__Task directions__
Give only the number of lines in the items below that contain the word "child".
┌────────
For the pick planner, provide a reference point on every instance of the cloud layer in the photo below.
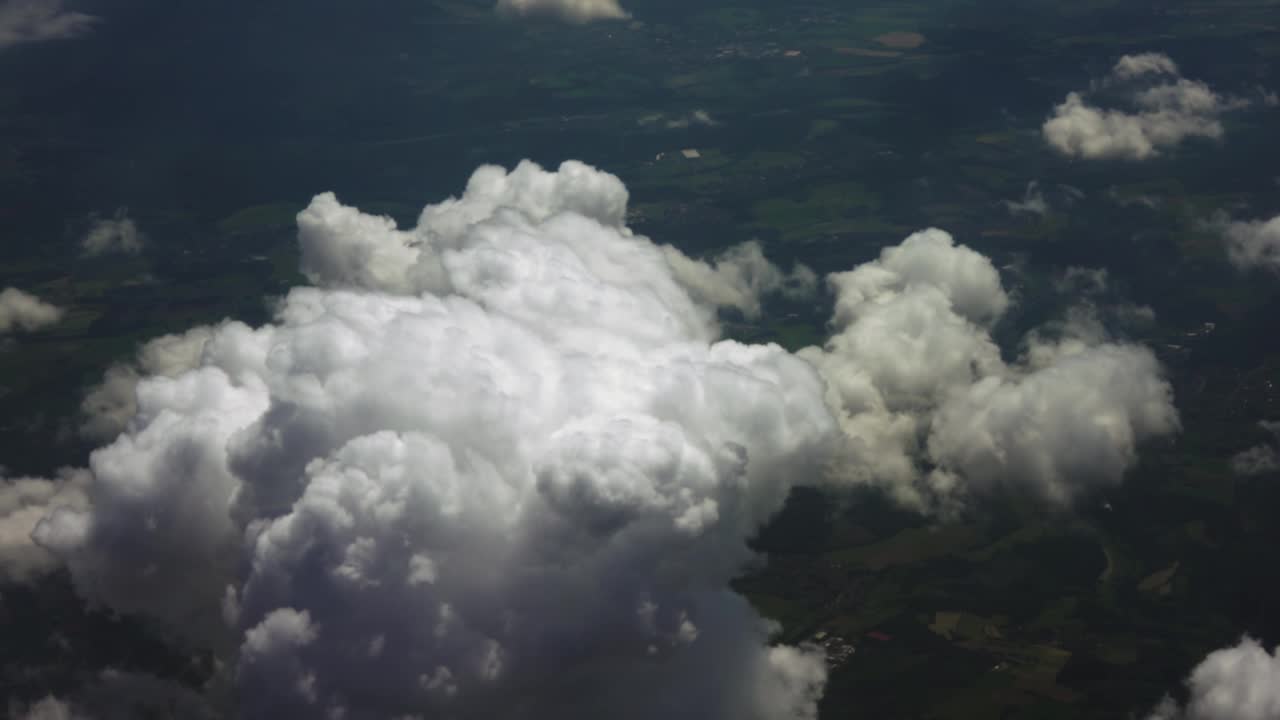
(1238, 683)
(493, 465)
(1152, 109)
(502, 465)
(37, 21)
(933, 413)
(568, 10)
(24, 311)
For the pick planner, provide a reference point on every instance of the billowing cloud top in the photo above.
(502, 465)
(36, 21)
(933, 413)
(1237, 683)
(568, 10)
(1260, 459)
(24, 311)
(485, 466)
(1160, 109)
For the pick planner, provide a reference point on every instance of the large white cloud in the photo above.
(36, 21)
(568, 10)
(1253, 244)
(1260, 459)
(502, 465)
(1237, 683)
(933, 413)
(498, 464)
(23, 311)
(1157, 110)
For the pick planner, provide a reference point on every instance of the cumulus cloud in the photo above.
(24, 311)
(1033, 201)
(37, 21)
(567, 10)
(1237, 683)
(1261, 459)
(501, 464)
(498, 464)
(23, 504)
(739, 278)
(112, 404)
(1252, 244)
(935, 414)
(113, 235)
(1152, 109)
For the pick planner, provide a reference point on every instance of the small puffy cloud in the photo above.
(113, 235)
(740, 278)
(1144, 64)
(23, 504)
(23, 311)
(1261, 459)
(1033, 201)
(1237, 683)
(109, 406)
(37, 21)
(1155, 109)
(503, 459)
(567, 10)
(933, 413)
(1252, 244)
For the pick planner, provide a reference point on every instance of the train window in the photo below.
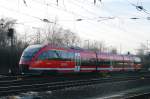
(65, 55)
(43, 56)
(47, 55)
(29, 53)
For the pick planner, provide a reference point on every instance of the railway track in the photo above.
(10, 87)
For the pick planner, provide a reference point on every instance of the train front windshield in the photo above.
(30, 51)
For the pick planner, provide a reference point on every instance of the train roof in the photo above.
(72, 48)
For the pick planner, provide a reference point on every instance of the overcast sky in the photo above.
(120, 29)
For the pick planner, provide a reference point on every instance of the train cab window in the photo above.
(47, 55)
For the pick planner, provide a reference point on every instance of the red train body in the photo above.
(39, 58)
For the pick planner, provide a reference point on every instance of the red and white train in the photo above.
(52, 58)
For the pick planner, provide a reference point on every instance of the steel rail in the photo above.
(59, 85)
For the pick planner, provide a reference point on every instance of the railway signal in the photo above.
(10, 34)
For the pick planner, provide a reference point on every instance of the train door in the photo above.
(77, 62)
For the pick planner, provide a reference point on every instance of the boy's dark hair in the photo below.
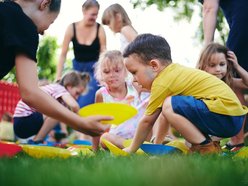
(55, 5)
(148, 47)
(90, 3)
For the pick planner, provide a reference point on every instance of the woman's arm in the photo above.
(71, 102)
(27, 78)
(102, 38)
(242, 82)
(209, 13)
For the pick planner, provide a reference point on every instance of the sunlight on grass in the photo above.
(105, 169)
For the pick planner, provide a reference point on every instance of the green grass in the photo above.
(107, 170)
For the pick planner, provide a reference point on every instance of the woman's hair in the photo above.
(89, 4)
(148, 47)
(206, 56)
(54, 5)
(111, 12)
(108, 58)
(75, 78)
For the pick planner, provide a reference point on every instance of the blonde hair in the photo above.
(111, 12)
(113, 58)
(89, 4)
(206, 55)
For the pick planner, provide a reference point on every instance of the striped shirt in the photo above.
(54, 90)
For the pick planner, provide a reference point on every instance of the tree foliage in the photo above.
(46, 56)
(184, 10)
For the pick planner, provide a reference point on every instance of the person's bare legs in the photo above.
(239, 138)
(47, 126)
(187, 129)
(160, 130)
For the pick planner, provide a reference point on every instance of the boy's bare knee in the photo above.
(167, 107)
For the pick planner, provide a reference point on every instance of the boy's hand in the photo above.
(93, 126)
(232, 58)
(127, 149)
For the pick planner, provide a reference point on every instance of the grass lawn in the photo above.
(105, 169)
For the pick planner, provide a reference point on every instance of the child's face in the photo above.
(142, 74)
(75, 91)
(217, 65)
(113, 74)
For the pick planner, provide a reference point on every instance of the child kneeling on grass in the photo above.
(193, 102)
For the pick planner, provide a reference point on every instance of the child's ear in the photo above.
(44, 4)
(154, 64)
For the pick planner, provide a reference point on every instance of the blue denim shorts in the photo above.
(209, 123)
(25, 127)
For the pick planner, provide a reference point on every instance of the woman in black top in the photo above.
(89, 40)
(21, 21)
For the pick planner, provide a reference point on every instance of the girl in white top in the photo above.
(118, 21)
(28, 121)
(111, 72)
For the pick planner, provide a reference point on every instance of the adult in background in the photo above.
(235, 12)
(89, 40)
(21, 23)
(236, 15)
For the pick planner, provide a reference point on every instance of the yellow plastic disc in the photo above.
(120, 112)
(46, 151)
(113, 149)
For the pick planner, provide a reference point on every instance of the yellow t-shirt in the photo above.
(176, 79)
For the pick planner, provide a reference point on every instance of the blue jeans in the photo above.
(89, 96)
(209, 123)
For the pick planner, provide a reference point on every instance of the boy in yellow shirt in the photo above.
(193, 102)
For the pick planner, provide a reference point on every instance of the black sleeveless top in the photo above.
(86, 53)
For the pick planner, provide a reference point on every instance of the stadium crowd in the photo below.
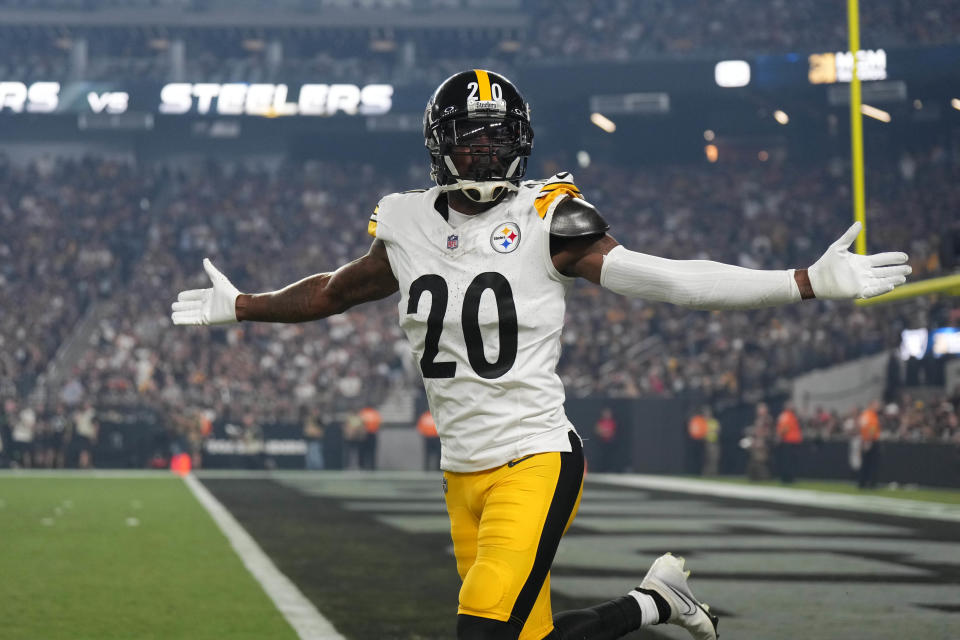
(128, 239)
(546, 33)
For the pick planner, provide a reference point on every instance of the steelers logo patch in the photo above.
(505, 237)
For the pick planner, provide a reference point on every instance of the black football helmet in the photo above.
(479, 114)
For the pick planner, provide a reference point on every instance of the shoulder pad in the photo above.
(575, 218)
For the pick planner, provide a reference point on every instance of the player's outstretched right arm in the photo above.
(318, 296)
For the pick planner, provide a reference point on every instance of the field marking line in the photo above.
(305, 619)
(903, 507)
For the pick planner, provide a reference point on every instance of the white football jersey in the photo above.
(483, 307)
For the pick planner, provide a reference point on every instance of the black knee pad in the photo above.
(474, 628)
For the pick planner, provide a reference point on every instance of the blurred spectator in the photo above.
(759, 435)
(711, 463)
(789, 437)
(427, 428)
(313, 434)
(606, 432)
(697, 429)
(85, 431)
(371, 425)
(354, 438)
(869, 422)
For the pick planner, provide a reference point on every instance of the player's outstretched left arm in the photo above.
(702, 284)
(318, 296)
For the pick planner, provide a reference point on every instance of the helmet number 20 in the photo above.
(470, 321)
(496, 92)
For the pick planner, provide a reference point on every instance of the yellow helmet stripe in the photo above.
(483, 80)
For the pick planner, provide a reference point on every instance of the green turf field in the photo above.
(926, 494)
(104, 558)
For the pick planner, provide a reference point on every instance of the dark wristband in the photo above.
(803, 283)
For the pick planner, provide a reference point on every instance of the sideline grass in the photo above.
(924, 494)
(121, 558)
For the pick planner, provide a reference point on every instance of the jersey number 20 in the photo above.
(470, 320)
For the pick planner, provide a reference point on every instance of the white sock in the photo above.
(648, 608)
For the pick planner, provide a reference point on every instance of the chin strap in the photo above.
(481, 191)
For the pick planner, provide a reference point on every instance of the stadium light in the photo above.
(732, 73)
(603, 122)
(873, 112)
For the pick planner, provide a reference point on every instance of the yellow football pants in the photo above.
(506, 524)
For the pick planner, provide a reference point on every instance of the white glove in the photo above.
(217, 305)
(839, 274)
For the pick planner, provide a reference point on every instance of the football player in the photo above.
(483, 262)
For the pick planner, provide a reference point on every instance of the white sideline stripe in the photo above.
(293, 605)
(903, 507)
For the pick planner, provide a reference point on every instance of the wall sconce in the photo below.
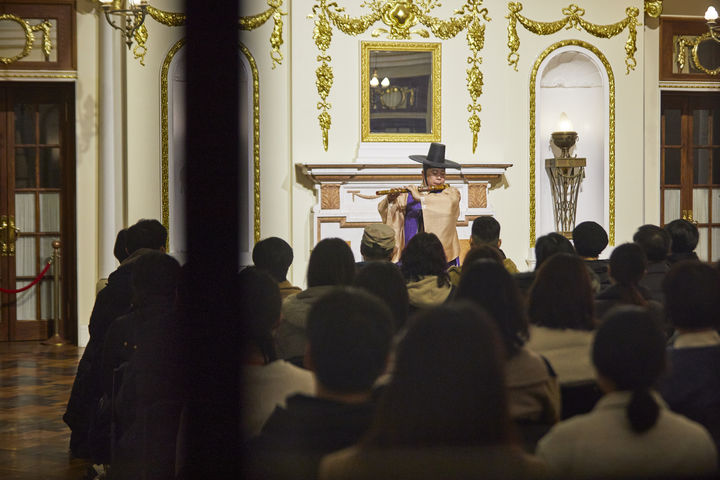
└────────
__Full response__
3